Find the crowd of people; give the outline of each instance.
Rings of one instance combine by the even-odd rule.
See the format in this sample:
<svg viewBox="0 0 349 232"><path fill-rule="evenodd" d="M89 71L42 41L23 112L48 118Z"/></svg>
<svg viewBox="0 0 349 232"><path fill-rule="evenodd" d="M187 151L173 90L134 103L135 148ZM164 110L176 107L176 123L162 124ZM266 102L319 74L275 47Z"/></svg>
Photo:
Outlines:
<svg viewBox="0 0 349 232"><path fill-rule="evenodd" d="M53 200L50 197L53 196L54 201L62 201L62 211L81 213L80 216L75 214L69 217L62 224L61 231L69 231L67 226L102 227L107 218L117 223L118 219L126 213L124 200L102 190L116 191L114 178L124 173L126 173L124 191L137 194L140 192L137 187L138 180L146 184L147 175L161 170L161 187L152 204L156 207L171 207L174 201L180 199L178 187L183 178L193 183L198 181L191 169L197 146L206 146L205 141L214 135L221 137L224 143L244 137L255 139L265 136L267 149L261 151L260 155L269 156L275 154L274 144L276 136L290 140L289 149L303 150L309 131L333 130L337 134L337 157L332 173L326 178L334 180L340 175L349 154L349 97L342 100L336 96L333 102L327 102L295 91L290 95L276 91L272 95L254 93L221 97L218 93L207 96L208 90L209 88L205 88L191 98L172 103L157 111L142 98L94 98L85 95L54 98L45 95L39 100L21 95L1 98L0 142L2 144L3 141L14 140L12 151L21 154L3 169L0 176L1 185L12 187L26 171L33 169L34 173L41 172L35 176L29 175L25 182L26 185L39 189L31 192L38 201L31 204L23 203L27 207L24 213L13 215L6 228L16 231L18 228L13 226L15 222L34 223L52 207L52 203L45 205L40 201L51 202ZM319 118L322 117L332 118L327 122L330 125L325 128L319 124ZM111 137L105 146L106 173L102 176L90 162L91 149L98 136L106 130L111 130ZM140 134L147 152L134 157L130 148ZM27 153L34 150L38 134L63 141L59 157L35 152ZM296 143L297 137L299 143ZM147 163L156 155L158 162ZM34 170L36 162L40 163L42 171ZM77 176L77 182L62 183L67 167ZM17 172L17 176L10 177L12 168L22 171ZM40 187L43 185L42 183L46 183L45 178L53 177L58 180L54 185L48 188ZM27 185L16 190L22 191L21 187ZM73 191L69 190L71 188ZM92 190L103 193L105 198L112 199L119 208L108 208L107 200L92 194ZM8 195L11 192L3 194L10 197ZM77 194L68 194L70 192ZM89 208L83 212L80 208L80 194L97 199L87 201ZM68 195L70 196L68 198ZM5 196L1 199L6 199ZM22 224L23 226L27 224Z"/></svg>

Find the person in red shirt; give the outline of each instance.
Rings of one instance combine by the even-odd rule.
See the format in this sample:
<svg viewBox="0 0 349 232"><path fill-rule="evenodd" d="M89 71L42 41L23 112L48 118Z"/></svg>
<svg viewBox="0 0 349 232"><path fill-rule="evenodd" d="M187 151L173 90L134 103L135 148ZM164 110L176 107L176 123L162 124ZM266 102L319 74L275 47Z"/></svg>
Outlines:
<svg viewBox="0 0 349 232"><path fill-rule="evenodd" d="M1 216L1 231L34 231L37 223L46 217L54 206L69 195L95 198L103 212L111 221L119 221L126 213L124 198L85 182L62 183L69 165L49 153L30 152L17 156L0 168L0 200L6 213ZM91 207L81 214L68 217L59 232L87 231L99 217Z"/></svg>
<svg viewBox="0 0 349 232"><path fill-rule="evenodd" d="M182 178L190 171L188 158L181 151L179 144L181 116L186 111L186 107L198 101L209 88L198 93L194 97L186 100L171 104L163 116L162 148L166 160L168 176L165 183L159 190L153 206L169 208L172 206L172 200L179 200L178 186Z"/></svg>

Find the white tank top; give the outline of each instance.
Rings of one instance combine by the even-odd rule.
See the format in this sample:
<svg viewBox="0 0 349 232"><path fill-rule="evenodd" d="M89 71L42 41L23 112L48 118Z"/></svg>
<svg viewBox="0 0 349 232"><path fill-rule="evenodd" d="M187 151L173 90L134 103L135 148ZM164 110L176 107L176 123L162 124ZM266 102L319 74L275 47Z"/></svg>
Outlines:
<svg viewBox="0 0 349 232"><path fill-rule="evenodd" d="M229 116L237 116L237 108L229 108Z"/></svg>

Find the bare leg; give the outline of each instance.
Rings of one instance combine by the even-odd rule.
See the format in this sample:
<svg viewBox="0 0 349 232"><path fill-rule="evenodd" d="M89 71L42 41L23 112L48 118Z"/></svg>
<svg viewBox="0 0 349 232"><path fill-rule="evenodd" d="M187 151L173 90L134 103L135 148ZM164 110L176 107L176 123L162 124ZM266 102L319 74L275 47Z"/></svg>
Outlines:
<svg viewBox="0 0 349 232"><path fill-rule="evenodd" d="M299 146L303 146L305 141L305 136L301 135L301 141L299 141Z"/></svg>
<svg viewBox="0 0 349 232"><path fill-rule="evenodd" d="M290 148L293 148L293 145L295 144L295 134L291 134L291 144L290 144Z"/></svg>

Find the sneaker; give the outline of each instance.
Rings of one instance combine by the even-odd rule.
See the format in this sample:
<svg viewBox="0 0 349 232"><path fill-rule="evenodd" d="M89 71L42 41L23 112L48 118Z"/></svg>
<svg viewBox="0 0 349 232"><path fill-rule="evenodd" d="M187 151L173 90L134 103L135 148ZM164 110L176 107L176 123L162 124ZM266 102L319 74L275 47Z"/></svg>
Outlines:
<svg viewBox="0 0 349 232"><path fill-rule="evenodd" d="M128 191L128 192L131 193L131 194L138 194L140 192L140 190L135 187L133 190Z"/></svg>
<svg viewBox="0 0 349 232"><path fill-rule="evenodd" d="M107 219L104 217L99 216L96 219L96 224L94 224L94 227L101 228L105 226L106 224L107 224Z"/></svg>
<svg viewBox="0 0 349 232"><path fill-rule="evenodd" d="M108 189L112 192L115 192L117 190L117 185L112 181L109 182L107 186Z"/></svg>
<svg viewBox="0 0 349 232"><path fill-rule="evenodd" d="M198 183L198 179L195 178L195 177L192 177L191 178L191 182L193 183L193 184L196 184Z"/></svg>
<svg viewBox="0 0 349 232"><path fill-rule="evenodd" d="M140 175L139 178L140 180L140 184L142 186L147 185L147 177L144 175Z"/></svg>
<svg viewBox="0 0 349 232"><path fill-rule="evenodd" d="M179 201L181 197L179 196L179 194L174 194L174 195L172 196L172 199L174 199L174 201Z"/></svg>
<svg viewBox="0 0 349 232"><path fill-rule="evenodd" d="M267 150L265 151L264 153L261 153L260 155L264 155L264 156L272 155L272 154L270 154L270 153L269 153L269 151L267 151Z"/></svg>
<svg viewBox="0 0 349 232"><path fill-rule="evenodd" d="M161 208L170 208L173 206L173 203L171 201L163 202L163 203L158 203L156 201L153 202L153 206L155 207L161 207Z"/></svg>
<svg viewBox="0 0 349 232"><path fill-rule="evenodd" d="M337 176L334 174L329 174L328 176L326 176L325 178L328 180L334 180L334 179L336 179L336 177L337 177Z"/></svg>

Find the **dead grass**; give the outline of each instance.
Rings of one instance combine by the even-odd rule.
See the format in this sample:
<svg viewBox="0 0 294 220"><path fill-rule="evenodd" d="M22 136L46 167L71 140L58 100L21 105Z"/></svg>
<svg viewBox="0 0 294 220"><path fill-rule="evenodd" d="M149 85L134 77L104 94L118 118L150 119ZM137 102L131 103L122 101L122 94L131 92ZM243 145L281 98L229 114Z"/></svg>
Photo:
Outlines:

-=-=-

**TASK REQUIREMENTS:** Produce an exact repeat of the lines from the one containing "Find the **dead" through the last line of the data, and nothing more.

**SOLVED PROBLEM:**
Find the **dead grass**; give the outline of each instance.
Rings of one instance combine by the even-odd rule.
See the format in this sample:
<svg viewBox="0 0 294 220"><path fill-rule="evenodd" d="M22 136L46 167L71 140L58 100L21 105Z"/></svg>
<svg viewBox="0 0 294 220"><path fill-rule="evenodd" d="M149 85L134 77L104 94L118 118L150 119ZM137 102L131 103L122 101L122 94L131 92ZM243 145L281 98L229 114Z"/></svg>
Photo:
Outlines:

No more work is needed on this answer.